__Short exercise__
Reproduce the court passage on the petitioner's plea word for word, starting at "To summarize, Petitioner" and ending at "8-12, and 24.".

__Passage provided__

-- -- --

As for the state courts’ failure to conduct a hearing on whether Petitioner was
criminally responsible for the crimes, there was no examination for criminal
responsibility because Petitioner declined to participate in the examination and he
informed the psychologist that he did not want to discuss the alleged offenses. See
psychologist Dianne K. Sherman’s letter to the state district court on April 29, 2008, Pet.
for Writ of Habeas Corpus, ECF No. 66, Pg ID 43. Furthermore, the lack of an
examination or hearing on criminal responsibility did not affect the voluntariness of
Petitioner’s plea.
To summarize, Petitioner claimed to understand the charges against him, the
rights he was waiving, the consequences of his plea, and the maximum sentence. He
also denied being coerced into pleading no contest. The Court therefore concludes that
Petitioner’s plea was voluntary, knowing, and intelligent. Habeas relief is not warranted
on claims 2-4, 8-12, and 24.

-- -- --

__Data segment__
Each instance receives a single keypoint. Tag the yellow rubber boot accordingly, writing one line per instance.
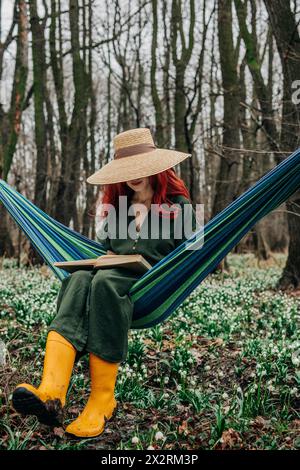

-- -- --

__Reply to the exercise__
To summarize, Petitioner claimed to understand the charges against him, the
rights he was waiving, the consequences of his plea, and the maximum sentence. He
also denied being coerced into pleading no contest. The Court therefore concludes that
Petitioner’s plea was voluntary, knowing, and intelligent. Habeas relief is not warranted
on claims 2-4, 8-12, and 24.